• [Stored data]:
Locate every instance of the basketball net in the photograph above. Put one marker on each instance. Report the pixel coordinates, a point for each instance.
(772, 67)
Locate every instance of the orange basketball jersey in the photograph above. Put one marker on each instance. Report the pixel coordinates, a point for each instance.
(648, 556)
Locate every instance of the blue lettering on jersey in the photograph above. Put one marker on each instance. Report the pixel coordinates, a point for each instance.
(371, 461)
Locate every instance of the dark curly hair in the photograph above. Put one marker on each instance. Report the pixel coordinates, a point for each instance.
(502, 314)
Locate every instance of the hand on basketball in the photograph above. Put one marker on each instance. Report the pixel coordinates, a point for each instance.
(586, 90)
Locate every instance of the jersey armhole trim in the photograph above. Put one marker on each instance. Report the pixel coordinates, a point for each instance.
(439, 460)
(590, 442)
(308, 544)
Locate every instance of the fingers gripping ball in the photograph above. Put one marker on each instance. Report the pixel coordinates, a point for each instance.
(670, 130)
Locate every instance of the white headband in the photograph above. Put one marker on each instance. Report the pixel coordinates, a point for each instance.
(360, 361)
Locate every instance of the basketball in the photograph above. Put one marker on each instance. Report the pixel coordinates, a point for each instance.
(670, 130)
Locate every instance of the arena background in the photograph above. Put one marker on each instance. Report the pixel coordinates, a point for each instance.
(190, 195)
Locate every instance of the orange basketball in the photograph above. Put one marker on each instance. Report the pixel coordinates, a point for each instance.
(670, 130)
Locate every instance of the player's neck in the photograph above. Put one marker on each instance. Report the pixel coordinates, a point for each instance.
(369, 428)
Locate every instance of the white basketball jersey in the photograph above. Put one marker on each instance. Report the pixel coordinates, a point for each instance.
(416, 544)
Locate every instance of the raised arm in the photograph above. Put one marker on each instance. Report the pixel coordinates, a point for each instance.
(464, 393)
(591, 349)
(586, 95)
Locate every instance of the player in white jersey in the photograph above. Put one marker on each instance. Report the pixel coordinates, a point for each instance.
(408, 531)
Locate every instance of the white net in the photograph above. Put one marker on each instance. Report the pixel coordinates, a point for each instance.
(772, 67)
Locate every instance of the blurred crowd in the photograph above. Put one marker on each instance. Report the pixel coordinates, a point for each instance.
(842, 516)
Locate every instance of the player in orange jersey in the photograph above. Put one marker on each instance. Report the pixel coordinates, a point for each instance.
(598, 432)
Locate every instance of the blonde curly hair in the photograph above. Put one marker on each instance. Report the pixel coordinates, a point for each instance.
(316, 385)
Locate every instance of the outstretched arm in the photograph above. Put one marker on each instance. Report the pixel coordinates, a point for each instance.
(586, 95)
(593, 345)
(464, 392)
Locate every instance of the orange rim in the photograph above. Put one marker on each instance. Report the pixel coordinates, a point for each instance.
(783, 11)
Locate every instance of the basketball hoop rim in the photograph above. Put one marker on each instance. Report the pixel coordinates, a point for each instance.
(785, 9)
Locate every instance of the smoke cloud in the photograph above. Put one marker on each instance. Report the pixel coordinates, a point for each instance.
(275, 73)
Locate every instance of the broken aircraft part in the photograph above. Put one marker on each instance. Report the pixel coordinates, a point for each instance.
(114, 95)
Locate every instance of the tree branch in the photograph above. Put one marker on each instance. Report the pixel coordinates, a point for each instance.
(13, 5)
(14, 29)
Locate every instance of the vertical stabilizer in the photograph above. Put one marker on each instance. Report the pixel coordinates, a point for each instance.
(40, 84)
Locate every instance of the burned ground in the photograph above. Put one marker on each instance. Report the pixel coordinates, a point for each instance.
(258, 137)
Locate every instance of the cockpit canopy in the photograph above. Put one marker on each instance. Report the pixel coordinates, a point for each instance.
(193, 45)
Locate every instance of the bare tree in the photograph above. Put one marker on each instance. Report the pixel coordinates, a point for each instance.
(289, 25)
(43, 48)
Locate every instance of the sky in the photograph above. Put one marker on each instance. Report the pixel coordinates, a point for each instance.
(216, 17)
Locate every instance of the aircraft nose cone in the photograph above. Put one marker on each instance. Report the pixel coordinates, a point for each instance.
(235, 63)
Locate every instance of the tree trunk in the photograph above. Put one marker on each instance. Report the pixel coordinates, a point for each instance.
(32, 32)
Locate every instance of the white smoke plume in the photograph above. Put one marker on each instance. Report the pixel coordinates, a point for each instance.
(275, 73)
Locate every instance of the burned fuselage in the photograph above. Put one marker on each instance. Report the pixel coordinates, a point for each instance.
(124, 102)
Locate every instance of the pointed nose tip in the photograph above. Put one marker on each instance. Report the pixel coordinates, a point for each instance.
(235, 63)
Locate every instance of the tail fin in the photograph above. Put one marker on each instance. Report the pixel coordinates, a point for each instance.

• [Exercise]:
Switch "photograph" to "image" throughout all of the records above, and keep everything else unchanged.

• [Written reply]:
Locate every instance of the basketball net in the image above. Put one marker on each instance. Report the pixel coordinates, a point for each instance.
(772, 67)
Locate every instance of the orange basketball jersey in the image above. Put one marker on each instance. Report the pixel coordinates, a point for each instance.
(648, 556)
Locate every instance of the blue lettering on jersey in the image above. Put one marker on each instance. Report the pixel coordinates, a point for each instance.
(371, 461)
Locate every instance of the dark curly hair in the image above. Put one marker on each instance. Report the pixel coordinates, a point for each instance.
(502, 314)
Locate every instance of the hand on basketball in the image above. Put one marker on each instance. Report the pixel coordinates, a point for each instance.
(586, 90)
Locate every instance of the jersey armhole trim in the image above. Put one marker on each instance. Report the pixel coordinates, a point for each instance.
(439, 460)
(590, 442)
(308, 544)
Locate every instance of the fingers gripping ball in the image above. Put one marker on each instance. Report the pixel coordinates, a point for each instance.
(670, 130)
Locate every instance of the white headband in the image above. Put one marker on each instance. Report the pixel coordinates, a point for each instance.
(360, 361)
Locate every instance of the basketball in the image above. Put one marker on each instance. Report the pixel coordinates, a point for each instance.
(670, 130)
Locate every instance of the arena background in the image above. Put one marker on each instance. Report the pixel coordinates, a point for each instance.
(190, 195)
Locate every instance of the orange basketball in the image above. Put one marker on each instance. Report the pixel coordinates, a point for each instance.
(670, 130)
Locate every instance of the player's neck in the image above. Put one marker on each instance. Report the pixel coordinates, a point for each instance.
(369, 428)
Locate every instance of the white basketball jersey in the image above. Put one marker on each instance. Report the pixel coordinates, a point for each instance.
(416, 544)
Locate every instance of the raised arm in the image above. Put one marker on each instance. Report the pixel coordinates, a point for each instance.
(464, 393)
(591, 349)
(586, 95)
Locate every instance of the player in white jersey in the image above. Put one marker on each instance. Report the pixel coordinates, a point for each instance.
(408, 531)
Locate every instance of the white net in the image above. Put one marker on each instance. Report the pixel coordinates, a point for each instance.
(772, 67)
Locate every instance of the blurred crowd in the image above. Put one marker on each instance. Report the pixel coordinates, a point for each instance.
(842, 516)
Locate every instance of the player in orange jersey in the image above. Put one marker on each instance. Report the pixel coordinates, a point for each instance.
(598, 432)
Locate every instance of the blonde curly hair in the image above. Put one marker on each instance. Report the pixel coordinates, a point for each instance.
(316, 385)
Locate every instance of the outstretched arm in the image above. Put one marker on each instance. Report the pixel coordinates, a point for each instance.
(586, 95)
(593, 345)
(464, 392)
Locate every instance of the orange rim in the image above. Put one marker on each instance. Report the pixel coordinates, a point for each instance.
(783, 11)
Locate every instance of the basketball hoop rim in the image above. Put one marker on each instance. Report the pixel coordinates, a point for each instance.
(785, 9)
Locate every instance of the smoke cloud in the image above. Put one marker on each instance. Report the pixel coordinates, a point for each instance.
(275, 73)
Locate every instance of the broken aircraft part in the image above. Put one marker on each instance. Report the pixel coordinates, a point for each instance.
(114, 95)
Locate every instance of the tree branch in the image above. Put one marker on each instance. Report the pixel coordinates, a point for each instance.
(13, 5)
(14, 29)
Locate every instance of the vertical stabilizer in the image above. Put one marker on each instance. Report the pixel coordinates, a point for each instance.
(40, 84)
Locate every instance of the burned ground in the image above. Put one marker on each instance. Report the pixel coordinates, a point for each instance.
(258, 137)
Locate every instance of the cockpit canopy in the image above. Put one marker on each instance. Report the pixel coordinates, a point for each instance.
(193, 45)
Locate every instance of the bare tree in the image above. Put one marker on each instance. Report the pixel coordinates, a point for each instance.
(289, 25)
(43, 48)
Locate every instance of the sky in the image above. Put one marker on each instance. Report the pixel coordinates, a point for each instance.
(216, 17)
Locate every instance of the aircraft nose cone in the image above. Put one marker on each instance. Report the pixel coordinates, a point for each instance.
(235, 63)
Locate every instance of the tree trunk in the image above. Put one marker on each instance. Report the pixel coordinates, a point for each instance.
(32, 32)
Locate every instance of the white smoke plume in the image above. Put one marker on each instance. Report the pixel coordinates, a point for each instance.
(275, 73)
Locate every instance of the burned fuselage in the image above. Put one marker on each instance. Report the pixel coordinates, a point for each instance.
(124, 102)
Locate every instance of the pointed nose tip in the image above. Put one marker on each instance. Report the pixel coordinates, a point for each instance.
(235, 63)
Locate every instance of the tail fin in the image above. Put one marker on each instance. Report the pixel coordinates, a point for each instance.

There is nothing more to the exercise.